# Start of DATA PROVIDED

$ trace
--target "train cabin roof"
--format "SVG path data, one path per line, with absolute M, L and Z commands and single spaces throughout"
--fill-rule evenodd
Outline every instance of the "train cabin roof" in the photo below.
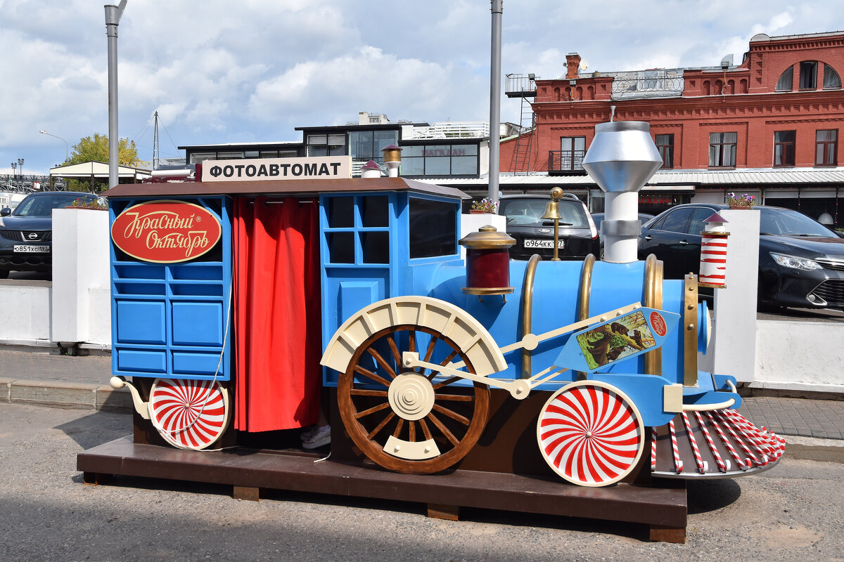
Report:
M 266 181 L 165 182 L 120 184 L 102 195 L 106 197 L 168 197 L 176 195 L 316 195 L 324 193 L 415 191 L 433 195 L 467 199 L 458 189 L 405 178 L 351 178 L 324 179 L 268 179 Z

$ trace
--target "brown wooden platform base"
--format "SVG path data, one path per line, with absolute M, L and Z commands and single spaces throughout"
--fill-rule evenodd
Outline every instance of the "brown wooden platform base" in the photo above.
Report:
M 399 474 L 299 452 L 245 447 L 181 451 L 124 437 L 79 453 L 87 484 L 109 475 L 141 476 L 231 485 L 235 498 L 258 500 L 262 489 L 398 500 L 425 504 L 428 515 L 457 520 L 460 507 L 571 516 L 643 523 L 652 540 L 684 543 L 686 492 L 678 487 L 619 484 L 582 488 L 560 479 L 474 470 L 437 475 Z

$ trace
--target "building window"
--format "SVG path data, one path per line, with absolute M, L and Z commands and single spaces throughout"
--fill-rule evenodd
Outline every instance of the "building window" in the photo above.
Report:
M 800 63 L 800 89 L 814 90 L 818 87 L 818 63 L 803 61 Z
M 560 139 L 560 168 L 573 172 L 583 169 L 586 156 L 586 136 L 562 136 Z
M 308 135 L 308 156 L 343 156 L 346 153 L 346 136 Z
M 398 143 L 398 131 L 353 131 L 349 133 L 349 153 L 356 162 L 384 163 L 381 149 Z
M 841 79 L 838 77 L 838 72 L 828 64 L 824 65 L 824 89 L 836 90 L 841 89 Z
M 776 81 L 777 92 L 791 92 L 792 84 L 794 80 L 794 67 L 788 67 L 786 72 L 780 75 L 780 79 Z
M 191 154 L 191 163 L 197 164 L 206 160 L 216 160 L 217 153 L 192 153 Z
M 838 130 L 815 131 L 814 163 L 818 166 L 835 166 L 838 163 L 837 154 Z
M 794 165 L 796 131 L 777 131 L 774 133 L 774 166 Z
M 735 168 L 738 133 L 709 133 L 709 167 Z
M 657 135 L 657 150 L 663 157 L 663 168 L 674 167 L 674 135 Z
M 402 175 L 478 175 L 478 145 L 425 144 L 404 146 Z

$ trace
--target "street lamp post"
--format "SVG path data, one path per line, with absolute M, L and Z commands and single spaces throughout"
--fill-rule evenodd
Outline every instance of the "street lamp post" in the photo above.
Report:
M 50 136 L 55 136 L 58 140 L 64 142 L 64 162 L 62 163 L 68 163 L 68 142 L 65 141 L 61 136 L 59 136 L 58 135 L 53 135 L 52 133 L 48 133 L 46 131 L 39 131 L 38 132 L 41 133 L 42 135 L 49 135 Z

# End of DATA PROVIDED

Rewrite the records above from their first line through the line that contains "M 402 175 L", both lines included, keeping the requests and adding 8 to every coordinate in the answers. Leave the pictures out.

$ trace
--target "train cabin roof"
--format "SVG path data, one path per line, with absolute M, L and Z commands and single spaces throughout"
--fill-rule evenodd
Outline every instance of the "train cabin roof" in the photo below.
Report:
M 274 189 L 173 190 L 128 192 L 110 203 L 114 205 L 176 205 L 184 203 L 324 203 L 332 201 L 423 199 L 441 203 L 475 207 L 466 197 L 413 186 L 359 186 L 332 187 L 276 187 Z

$ trace
--target "brown wooden platform base"
--format "SVG path data, one path per line, with absolute M, L and Z commands and single spaces throughout"
--fill-rule evenodd
Outline every instance of the "brown wooden platform base" in the photo above.
Report:
M 407 482 L 307 460 L 253 455 L 189 459 L 132 445 L 87 461 L 95 492 L 117 483 L 149 484 L 239 493 L 243 506 L 266 508 L 270 497 L 406 508 L 433 512 L 436 523 L 465 528 L 468 515 L 579 524 L 651 531 L 660 548 L 692 551 L 694 500 L 686 495 L 627 492 L 590 496 L 568 487 L 482 478 L 445 483 Z

$ trace
--target "building window"
--format "SVG path data, one path per line, with absolute M, L and Z commands and single spaces throughout"
--fill-rule evenodd
Outline every instance of the "building window" in the photo above.
Report:
M 808 71 L 808 97 L 822 98 L 826 95 L 826 71 L 811 69 Z
M 568 147 L 568 176 L 581 180 L 591 177 L 594 164 L 594 144 L 570 144 Z
M 316 143 L 316 164 L 351 164 L 354 161 L 354 144 Z
M 406 151 L 406 139 L 361 139 L 357 141 L 357 161 L 364 170 L 392 171 L 389 157 Z
M 849 87 L 846 85 L 846 80 L 836 72 L 832 73 L 832 97 L 844 98 L 849 97 Z
M 784 89 L 785 100 L 799 100 L 800 92 L 802 88 L 802 75 L 796 75 L 794 80 L 788 83 L 788 87 Z
M 199 162 L 199 171 L 205 172 L 214 168 L 224 168 L 225 161 L 200 161 Z
M 846 138 L 823 139 L 822 171 L 826 174 L 843 174 L 846 171 L 845 162 Z
M 802 173 L 804 139 L 785 139 L 782 141 L 782 174 Z
M 743 176 L 746 141 L 717 141 L 717 175 Z
M 665 143 L 665 158 L 671 165 L 671 176 L 682 175 L 682 143 Z
M 410 183 L 486 183 L 486 153 L 433 152 L 412 154 Z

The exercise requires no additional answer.